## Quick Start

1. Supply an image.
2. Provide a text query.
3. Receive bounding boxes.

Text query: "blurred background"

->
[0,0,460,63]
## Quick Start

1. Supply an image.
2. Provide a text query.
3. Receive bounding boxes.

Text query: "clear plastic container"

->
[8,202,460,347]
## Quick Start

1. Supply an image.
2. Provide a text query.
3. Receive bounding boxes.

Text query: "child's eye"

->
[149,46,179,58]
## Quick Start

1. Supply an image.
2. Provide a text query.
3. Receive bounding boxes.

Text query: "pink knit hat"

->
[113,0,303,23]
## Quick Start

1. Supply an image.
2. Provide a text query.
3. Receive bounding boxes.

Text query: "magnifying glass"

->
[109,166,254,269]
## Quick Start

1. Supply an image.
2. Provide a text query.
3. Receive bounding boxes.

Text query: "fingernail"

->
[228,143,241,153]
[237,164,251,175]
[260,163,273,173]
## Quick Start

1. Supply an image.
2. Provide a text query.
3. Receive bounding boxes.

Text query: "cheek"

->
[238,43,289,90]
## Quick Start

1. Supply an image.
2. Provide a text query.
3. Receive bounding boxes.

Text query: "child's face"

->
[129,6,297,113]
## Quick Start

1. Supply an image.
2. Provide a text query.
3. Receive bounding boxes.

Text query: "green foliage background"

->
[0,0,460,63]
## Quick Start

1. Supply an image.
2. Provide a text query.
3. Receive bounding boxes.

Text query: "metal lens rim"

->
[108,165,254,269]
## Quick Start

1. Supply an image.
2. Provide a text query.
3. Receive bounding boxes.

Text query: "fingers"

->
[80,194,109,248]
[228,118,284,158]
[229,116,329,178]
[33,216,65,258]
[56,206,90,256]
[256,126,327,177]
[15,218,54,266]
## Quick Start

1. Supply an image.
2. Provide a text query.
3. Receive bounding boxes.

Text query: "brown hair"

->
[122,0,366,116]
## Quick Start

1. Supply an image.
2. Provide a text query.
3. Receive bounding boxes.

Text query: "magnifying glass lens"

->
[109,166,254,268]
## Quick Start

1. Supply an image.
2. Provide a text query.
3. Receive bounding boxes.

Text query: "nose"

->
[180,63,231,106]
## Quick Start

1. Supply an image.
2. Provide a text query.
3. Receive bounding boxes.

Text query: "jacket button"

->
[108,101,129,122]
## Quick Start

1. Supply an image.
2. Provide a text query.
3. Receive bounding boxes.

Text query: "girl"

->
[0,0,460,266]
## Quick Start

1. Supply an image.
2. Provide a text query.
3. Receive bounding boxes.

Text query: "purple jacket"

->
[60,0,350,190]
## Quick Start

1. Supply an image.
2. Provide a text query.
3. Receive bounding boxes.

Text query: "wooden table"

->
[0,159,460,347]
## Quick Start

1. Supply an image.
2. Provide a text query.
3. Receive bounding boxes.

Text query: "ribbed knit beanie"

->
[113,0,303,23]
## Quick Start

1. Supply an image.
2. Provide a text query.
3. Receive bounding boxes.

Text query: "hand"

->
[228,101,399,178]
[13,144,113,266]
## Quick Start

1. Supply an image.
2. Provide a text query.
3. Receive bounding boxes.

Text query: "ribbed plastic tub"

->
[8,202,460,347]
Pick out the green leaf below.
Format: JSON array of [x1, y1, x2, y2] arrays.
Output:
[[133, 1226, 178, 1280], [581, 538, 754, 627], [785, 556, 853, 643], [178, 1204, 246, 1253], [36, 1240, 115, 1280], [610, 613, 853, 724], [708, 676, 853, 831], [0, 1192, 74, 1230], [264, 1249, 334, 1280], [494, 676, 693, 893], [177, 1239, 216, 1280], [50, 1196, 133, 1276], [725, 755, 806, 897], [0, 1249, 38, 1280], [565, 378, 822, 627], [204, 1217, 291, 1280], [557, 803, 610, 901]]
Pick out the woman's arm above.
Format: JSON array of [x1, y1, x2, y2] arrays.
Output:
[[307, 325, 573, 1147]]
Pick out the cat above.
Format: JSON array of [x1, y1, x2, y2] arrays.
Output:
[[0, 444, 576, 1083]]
========
> [PROBLEM TO SOLVE]: Print every item above again, from the first through the last, character for character with nothing changed.

> [REPLY TO THE EXERCISE]:
## Quick Start

1. Supply an image.
2. Provide a text query.
3. Receive bounding boxes.

Text query: "blurred background"

->
[0,0,460,63]
## Quick Start

1. Supply an image.
2. Provide a text query.
3. Receive bounding boxes.

Text query: "clear plastic container"

->
[8,202,460,347]
## Quick Start

1. Supply an image.
2. Provide a text query.
3. Receive bounding boxes.

Text query: "child's eye"

->
[149,46,179,58]
## Quick Start

1. Supply an image.
2. Provide a text query.
3. Receive bounding boxes.

Text query: "pink knit hat"

->
[113,0,303,23]
## Quick Start

1. Supply an image.
2. Provide a text query.
3. Receive bounding boxes.

Text query: "magnifying glass"

->
[109,166,254,269]
## Quick Start

1. Supply an image.
2. Provide a text query.
3. Receive bounding boxes.

Text query: "fingernail"

->
[228,143,241,153]
[237,164,251,175]
[260,163,273,173]
## Quick Start

1. Supply an image.
2. Provide a text query.
3. Receive bounding boxes.

Text query: "cheek"

->
[238,43,289,90]
## Quick Start

1. Supply an image.
2. Provide a text query.
3. Receive bounding boxes.

Text query: "child's face"

->
[129,6,297,113]
## Quick Start

1. Supply an image.
2. Provide a text query.
3. Receive bounding boxes.

Text query: "green foliage background"

->
[0,0,460,63]
## Quick Start

1. Supply an image.
2. Provide a text query.
3. Receive bounding boxes.

Text query: "metal lens rim"

->
[108,165,254,269]
## Quick Start

1. Supply an image.
2. Provide a text query.
3. Receive bounding boxes.

Text query: "fingers"

->
[80,194,109,248]
[228,118,284,158]
[229,116,329,178]
[33,216,65,258]
[56,206,90,256]
[256,126,327,177]
[15,218,54,266]
## Quick Start

1. Supply an image.
2. Provide a text query.
3. Receive bounding boxes.

Text query: "brown hair"

->
[122,0,366,116]
## Quick Start

1. Supply an image.
2. Provide a text query.
3. Receive bounding boxes.

Text query: "magnifying glass lens"

->
[109,166,254,268]
## Quick Start

1. Supply an image.
2. Provide a text query.
3. Receive bounding boxes.

Text query: "nose"

->
[180,63,231,106]
## Quick Start

1. Supply an image.
2. Provide a text query.
3. Receive bounding boxes.

Text query: "jacket button"

->
[108,101,129,122]
## Quick Start

1. Supply an image.
2. Provide a text query.
3. Receive bounding boxes.

Text query: "girl"

->
[0,0,460,266]
## Quick Start

1. Supply an image.
2. Provide a text query.
3. Receive bounding boxes.

Text query: "purple jacket"

->
[60,0,350,190]
## Quick Start

1. Supply an image.
2. Provide a text query.
3. Receive bounding boxes.

Text query: "wooden table"

->
[0,159,460,347]
## Quick Start

1. Supply an image.
2. Provide a text query.
3. Receive bounding boxes.

Text query: "ribbed knit beanie"

->
[113,0,303,23]
## Quick Start

1. Supply an image.
2. Provide a text query.
3. Receive bounding boxes.

Text query: "hand"

->
[228,101,399,178]
[13,144,113,266]
## Quick Start

1. Supply an image.
2. Provide a text query.
3. Receive bounding boxes.

Text query: "ribbed plastic tub"

->
[8,202,460,347]
Pick out the green leaf below.
Format: JSON array of [x1, y1, x2, y2] arrays.
Output:
[[133, 1226, 178, 1280], [581, 538, 754, 627], [785, 556, 853, 643], [178, 1204, 246, 1253], [36, 1240, 115, 1280], [610, 613, 853, 724], [708, 676, 853, 831], [0, 1192, 74, 1230], [264, 1249, 334, 1280], [494, 676, 693, 893], [177, 1239, 216, 1280], [50, 1196, 133, 1276], [725, 755, 806, 897], [0, 1249, 38, 1280], [565, 378, 822, 627], [204, 1217, 291, 1280], [557, 803, 610, 901]]
Pick out the woman's arm above.
Format: JSON array of [x1, y1, x2, y2] arrays.
Output:
[[307, 325, 573, 1147]]
Pick out the cat above.
Format: JSON array of [x1, y1, x2, y2] arrays.
Output:
[[0, 444, 576, 1083]]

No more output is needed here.